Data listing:
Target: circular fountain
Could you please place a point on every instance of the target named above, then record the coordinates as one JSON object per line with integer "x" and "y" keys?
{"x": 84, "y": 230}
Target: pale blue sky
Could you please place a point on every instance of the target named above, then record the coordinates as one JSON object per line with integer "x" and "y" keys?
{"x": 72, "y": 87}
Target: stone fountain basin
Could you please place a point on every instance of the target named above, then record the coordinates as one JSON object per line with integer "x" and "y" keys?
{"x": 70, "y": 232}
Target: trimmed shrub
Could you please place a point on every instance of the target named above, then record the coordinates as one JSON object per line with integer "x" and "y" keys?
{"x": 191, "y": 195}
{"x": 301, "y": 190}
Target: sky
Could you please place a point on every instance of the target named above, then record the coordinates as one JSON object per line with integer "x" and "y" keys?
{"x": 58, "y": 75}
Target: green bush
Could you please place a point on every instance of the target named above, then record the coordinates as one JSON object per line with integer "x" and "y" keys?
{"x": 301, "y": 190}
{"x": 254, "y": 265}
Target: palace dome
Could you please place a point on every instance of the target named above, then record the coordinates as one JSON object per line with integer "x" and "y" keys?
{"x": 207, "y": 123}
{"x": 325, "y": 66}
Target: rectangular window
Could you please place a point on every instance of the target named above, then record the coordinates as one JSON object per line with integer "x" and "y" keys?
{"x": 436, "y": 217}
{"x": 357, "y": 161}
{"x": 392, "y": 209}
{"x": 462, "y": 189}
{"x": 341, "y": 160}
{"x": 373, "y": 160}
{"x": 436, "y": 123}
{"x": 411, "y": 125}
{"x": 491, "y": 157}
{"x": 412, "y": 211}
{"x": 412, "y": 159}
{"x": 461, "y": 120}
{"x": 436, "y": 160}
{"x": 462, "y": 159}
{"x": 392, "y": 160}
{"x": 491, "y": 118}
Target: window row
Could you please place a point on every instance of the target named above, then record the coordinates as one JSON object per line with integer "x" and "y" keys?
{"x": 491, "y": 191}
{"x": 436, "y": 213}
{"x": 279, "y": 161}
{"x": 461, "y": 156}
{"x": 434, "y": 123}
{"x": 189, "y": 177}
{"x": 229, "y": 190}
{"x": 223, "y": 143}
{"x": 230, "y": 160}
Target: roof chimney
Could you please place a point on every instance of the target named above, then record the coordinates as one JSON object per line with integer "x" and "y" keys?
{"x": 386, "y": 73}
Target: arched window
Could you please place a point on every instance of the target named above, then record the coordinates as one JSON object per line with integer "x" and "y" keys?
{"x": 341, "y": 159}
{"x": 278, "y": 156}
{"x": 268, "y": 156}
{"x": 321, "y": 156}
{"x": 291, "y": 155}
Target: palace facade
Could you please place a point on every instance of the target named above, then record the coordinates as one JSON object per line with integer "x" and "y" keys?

> [WHAT THIS TASK INVOLVES]: Rewrite the stretch of the data listing from the line containing "Target: roof chimney" through the last line, with both ends included and every line kept, requests too. In each answer, multiply the x and y coordinates by 2.05 and round to the nearest whole number, with halves going up.

> [RESULT FOR THIS TASK]:
Target: roof chimney
Could you please place a point on every instance of the target named above, then record the coordinates as one JSON object per line with integer "x" and "y" keys?
{"x": 791, "y": 150}
Target: arched window
Could you please place a point on every instance of the target named above, then record the coordinates as one JSON object per line with integer "x" and "y" keys?
{"x": 699, "y": 326}
{"x": 570, "y": 320}
{"x": 549, "y": 320}
{"x": 658, "y": 320}
{"x": 597, "y": 318}
Target: palace facade
Could you please place a point on every instance of the target named above, then record the coordinates as one JSON object per line with integer "x" and "y" keys?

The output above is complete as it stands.